WHAT YOU ARE ASKED TO DO >> With the pictures left out, write out exactly the lines from the one containing "Wildlife-tally request: put a marker on the cnn" through the end.

╭──

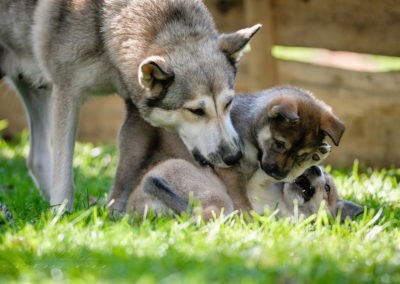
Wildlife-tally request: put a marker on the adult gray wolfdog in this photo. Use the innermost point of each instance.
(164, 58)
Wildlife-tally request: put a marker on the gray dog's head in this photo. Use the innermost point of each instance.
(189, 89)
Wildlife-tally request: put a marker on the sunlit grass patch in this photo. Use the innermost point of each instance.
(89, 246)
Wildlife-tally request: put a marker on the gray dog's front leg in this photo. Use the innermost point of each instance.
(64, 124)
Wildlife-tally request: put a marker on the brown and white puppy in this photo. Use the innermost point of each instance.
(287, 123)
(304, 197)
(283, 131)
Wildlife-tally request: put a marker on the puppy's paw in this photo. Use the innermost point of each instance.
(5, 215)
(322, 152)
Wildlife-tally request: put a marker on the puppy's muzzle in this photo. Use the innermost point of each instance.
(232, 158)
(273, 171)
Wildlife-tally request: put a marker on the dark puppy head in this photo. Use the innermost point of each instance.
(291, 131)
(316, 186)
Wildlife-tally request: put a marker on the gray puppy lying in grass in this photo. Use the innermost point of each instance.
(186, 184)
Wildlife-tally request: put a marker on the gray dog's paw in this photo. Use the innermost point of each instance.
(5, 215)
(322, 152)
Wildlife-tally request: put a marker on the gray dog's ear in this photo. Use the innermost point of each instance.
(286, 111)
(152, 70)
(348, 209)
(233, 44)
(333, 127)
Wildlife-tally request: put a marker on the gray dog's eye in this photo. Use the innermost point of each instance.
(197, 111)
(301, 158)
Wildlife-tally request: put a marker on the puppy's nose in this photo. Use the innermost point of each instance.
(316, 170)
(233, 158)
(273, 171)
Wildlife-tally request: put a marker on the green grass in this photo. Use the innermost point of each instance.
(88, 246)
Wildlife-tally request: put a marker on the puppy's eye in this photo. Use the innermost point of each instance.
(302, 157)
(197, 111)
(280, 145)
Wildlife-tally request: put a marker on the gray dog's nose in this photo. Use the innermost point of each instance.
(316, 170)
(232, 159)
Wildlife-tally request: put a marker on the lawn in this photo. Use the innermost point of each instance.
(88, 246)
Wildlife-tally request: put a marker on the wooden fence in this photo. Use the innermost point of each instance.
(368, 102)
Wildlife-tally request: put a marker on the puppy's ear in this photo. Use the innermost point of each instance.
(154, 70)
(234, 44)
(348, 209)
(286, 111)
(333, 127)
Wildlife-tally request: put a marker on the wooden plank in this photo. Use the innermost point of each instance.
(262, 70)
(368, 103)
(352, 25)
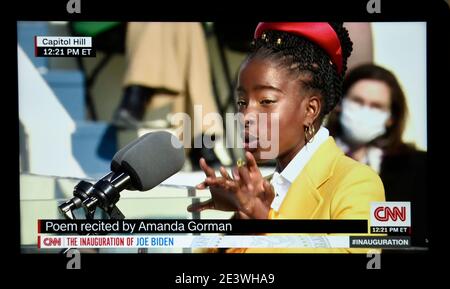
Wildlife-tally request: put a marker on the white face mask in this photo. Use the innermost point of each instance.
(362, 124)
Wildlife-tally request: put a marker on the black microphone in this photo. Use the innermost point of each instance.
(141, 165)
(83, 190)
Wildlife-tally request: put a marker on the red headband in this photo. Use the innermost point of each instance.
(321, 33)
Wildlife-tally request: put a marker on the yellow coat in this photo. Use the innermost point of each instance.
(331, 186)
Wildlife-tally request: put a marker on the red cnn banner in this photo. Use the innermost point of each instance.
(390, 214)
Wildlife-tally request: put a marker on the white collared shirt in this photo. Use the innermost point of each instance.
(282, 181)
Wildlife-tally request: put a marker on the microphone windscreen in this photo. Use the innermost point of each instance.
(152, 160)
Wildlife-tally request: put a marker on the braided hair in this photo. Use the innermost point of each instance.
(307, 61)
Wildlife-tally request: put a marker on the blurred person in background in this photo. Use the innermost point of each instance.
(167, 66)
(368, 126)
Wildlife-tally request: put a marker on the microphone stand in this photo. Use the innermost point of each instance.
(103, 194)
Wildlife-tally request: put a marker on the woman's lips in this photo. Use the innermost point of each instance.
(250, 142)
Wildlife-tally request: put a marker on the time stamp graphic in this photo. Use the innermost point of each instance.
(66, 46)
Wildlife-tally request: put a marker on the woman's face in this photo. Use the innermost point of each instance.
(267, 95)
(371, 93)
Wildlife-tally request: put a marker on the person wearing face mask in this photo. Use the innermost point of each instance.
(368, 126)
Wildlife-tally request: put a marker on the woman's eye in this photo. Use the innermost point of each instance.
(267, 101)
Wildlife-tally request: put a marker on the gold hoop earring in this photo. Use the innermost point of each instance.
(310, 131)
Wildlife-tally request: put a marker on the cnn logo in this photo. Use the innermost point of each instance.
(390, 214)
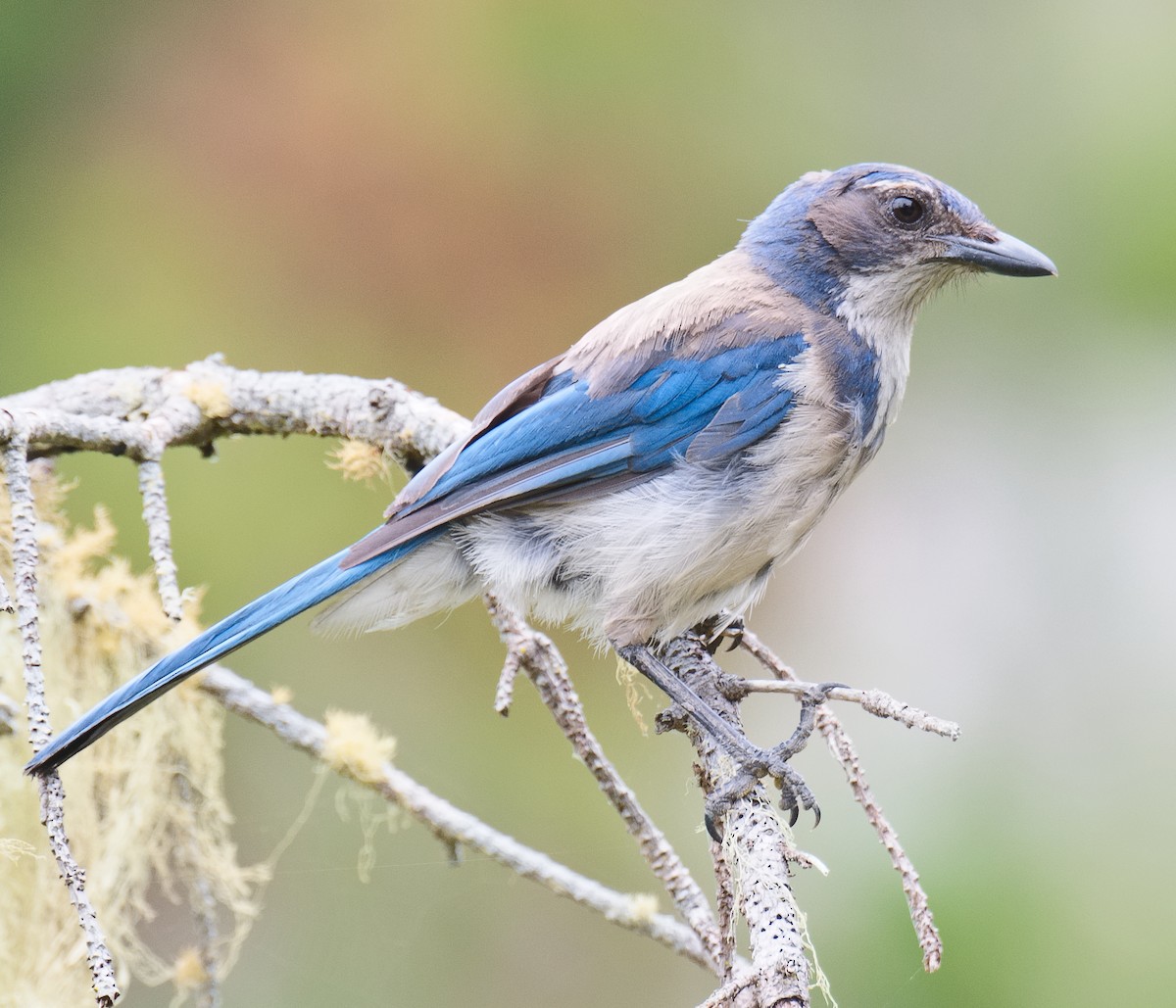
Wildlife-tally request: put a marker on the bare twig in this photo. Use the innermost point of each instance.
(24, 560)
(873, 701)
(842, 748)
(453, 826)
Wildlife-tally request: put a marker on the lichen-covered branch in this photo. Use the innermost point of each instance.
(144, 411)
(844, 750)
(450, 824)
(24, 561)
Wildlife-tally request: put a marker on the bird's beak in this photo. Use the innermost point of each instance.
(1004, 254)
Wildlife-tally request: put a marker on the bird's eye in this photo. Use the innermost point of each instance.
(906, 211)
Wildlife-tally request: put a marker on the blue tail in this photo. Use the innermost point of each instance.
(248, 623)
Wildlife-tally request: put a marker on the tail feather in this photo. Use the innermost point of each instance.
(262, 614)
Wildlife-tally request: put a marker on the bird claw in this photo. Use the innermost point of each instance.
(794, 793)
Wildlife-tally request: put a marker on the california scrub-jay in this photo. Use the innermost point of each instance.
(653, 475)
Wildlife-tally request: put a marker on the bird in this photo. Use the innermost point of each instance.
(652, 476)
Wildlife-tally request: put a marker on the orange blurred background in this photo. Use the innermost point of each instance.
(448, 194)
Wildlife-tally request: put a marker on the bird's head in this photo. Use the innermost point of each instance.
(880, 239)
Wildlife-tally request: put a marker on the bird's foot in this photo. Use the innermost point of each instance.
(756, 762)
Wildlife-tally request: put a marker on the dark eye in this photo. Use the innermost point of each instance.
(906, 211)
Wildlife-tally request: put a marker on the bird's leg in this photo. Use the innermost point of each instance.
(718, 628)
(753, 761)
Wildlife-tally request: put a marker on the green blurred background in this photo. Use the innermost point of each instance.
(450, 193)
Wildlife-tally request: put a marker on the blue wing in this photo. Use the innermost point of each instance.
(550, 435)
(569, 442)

╰──

SOLUTION FOR THIS TASK >>
Wildlife-tally request: put a marker on the cnn logo in this photo. Use the innermost point of each instance.
(390, 214)
Wildlife-tally request: put a marker on the bare twig in this photo. Use the innermost point of each instance.
(24, 560)
(873, 701)
(842, 748)
(453, 826)
Wildlife-tally request: put a marker on the lichen-covered branch in this photo. Use the innermost point of each instance.
(144, 411)
(844, 750)
(450, 824)
(24, 561)
Wildlife-tally request: put a marker on the bird's beak in this photo. Use the innermost point of each instance.
(1004, 254)
Wildlife-tally request: put a marker on the bird's eye in this photo. Use the innermost point of each instance.
(906, 211)
Wildlife-tally request: put a marker on the blue tail in this photo. Use the innermost point of each instance.
(248, 623)
Wildlife-tally request: put a marker on the tail feather in this photo. Use the innermost point of each instance.
(262, 614)
Wildlife-tally request: put a marker on the bird claw in this photo. Use the innermost point of each instance.
(794, 793)
Wildlife-tally request: put a marker on the california scrub-jay in this photo. Use the innermost point of each instance.
(653, 475)
Wildlife-tally request: put a marker on the bird in this photo. Use the innermost point of each instance.
(652, 476)
Wildlife-tally request: put a marker on the orange blurred background in this photo. Use the innermost point of each instance.
(448, 194)
Wildlife-tally request: put a marker on the bird's head in this photo. Use the innermost point of each instance.
(880, 239)
Wildlife-tally request: put a marker on the bird's foot in this photo. Use the innermost point of each instance.
(756, 762)
Wildlife-tally request: put a marker on the dark eye in this photo. Use the innermost point of each instance.
(906, 211)
Wildlife-tally request: put a marker on the bird's leg in this photo. Use the innermost point of each instance.
(718, 628)
(753, 761)
Wildlife-tally request: put a marker on the green blurred background in this photo. Use the innermost point of each instance.
(450, 193)
Wildlife-tally request: put a marker on the blue wing in this photo. Use the innermost point of each instance.
(550, 435)
(569, 442)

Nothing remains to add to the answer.